* **Information provided**
▬▬▬▬▬▬▬▬▬▬

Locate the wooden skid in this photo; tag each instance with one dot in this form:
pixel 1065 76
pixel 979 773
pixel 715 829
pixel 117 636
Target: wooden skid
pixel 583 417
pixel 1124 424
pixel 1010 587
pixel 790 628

▬▬▬▬▬▬▬▬▬▬

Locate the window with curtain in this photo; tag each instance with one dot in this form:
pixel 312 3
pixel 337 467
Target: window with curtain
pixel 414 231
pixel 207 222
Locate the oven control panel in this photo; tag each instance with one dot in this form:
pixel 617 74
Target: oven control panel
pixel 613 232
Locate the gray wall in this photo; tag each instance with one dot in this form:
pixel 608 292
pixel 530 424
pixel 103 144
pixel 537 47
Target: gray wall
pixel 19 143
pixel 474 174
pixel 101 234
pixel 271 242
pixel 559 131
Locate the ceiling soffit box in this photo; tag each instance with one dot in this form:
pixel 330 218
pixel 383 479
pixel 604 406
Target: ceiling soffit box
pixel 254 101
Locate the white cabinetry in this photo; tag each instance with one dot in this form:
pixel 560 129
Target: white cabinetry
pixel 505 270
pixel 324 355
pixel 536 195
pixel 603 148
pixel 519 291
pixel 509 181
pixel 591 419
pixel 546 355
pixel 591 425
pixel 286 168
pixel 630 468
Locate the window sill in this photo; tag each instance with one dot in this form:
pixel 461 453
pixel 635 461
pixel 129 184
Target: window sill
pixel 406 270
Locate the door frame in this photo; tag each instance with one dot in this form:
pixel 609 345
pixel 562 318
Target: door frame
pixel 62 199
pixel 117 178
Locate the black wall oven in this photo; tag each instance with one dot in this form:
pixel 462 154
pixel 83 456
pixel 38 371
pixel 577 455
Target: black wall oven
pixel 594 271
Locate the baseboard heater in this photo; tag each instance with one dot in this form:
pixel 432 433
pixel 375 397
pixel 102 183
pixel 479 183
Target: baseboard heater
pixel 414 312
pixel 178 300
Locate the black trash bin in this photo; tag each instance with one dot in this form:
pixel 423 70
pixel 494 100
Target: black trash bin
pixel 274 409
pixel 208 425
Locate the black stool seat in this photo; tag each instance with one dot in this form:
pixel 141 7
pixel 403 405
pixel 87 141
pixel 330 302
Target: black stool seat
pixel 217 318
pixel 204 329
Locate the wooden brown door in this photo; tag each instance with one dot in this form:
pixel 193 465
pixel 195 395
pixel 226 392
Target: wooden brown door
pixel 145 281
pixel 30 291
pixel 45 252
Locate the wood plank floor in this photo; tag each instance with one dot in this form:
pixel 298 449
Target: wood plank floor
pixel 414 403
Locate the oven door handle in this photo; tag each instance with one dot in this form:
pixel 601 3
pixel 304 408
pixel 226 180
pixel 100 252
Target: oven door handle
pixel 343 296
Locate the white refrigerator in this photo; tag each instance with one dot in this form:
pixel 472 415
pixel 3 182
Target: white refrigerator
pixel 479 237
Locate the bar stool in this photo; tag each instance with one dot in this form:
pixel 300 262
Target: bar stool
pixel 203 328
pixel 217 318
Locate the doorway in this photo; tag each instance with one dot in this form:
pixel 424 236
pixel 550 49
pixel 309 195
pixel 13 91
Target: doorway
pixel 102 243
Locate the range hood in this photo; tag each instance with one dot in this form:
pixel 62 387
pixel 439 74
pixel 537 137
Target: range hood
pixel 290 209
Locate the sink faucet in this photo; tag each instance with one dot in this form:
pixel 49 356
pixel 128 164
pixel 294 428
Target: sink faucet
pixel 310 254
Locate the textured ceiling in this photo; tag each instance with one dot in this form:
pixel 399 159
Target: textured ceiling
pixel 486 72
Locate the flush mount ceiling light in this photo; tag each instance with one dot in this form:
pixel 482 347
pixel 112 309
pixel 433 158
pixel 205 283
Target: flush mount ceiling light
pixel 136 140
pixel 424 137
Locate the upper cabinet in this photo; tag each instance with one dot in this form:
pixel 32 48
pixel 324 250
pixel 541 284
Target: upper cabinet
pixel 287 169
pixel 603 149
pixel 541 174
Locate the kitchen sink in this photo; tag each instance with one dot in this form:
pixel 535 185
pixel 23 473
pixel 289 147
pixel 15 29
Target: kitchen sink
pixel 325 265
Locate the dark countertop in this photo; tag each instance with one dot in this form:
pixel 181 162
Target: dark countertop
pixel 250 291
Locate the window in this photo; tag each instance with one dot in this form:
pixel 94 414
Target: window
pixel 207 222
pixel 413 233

▬▬▬▬▬▬▬▬▬▬

* **Task to carry out**
Rewrite the records from the line with "Locate the baseboard" up to and including the line with "pixel 414 403", renaming "baseboard heater" to "wall radiator" and leaving everything else unchanged. Return only those lines.

* **Response**
Locate the wall radiator in this photo; tag each instance with one dot in this form:
pixel 432 433
pixel 375 397
pixel 102 183
pixel 479 183
Target: wall radiator
pixel 414 312
pixel 178 300
Locate the black trash bin in this photo; tag each instance with one dot in this form:
pixel 423 70
pixel 494 100
Target: black trash bin
pixel 274 409
pixel 208 425
Locate the black stool seat in this photo; tag each instance with one dot in this form:
pixel 141 7
pixel 403 405
pixel 87 141
pixel 330 302
Target: black stool seat
pixel 217 318
pixel 204 329
Locate the wooden brown door in this photo; tag each instance with one dot in this form:
pixel 193 465
pixel 195 395
pixel 226 392
Target: wooden brown door
pixel 145 281
pixel 30 291
pixel 45 252
Locate the wood plank floor in this photo; tag each instance with one dot in this form:
pixel 298 449
Target: wood plank floor
pixel 414 403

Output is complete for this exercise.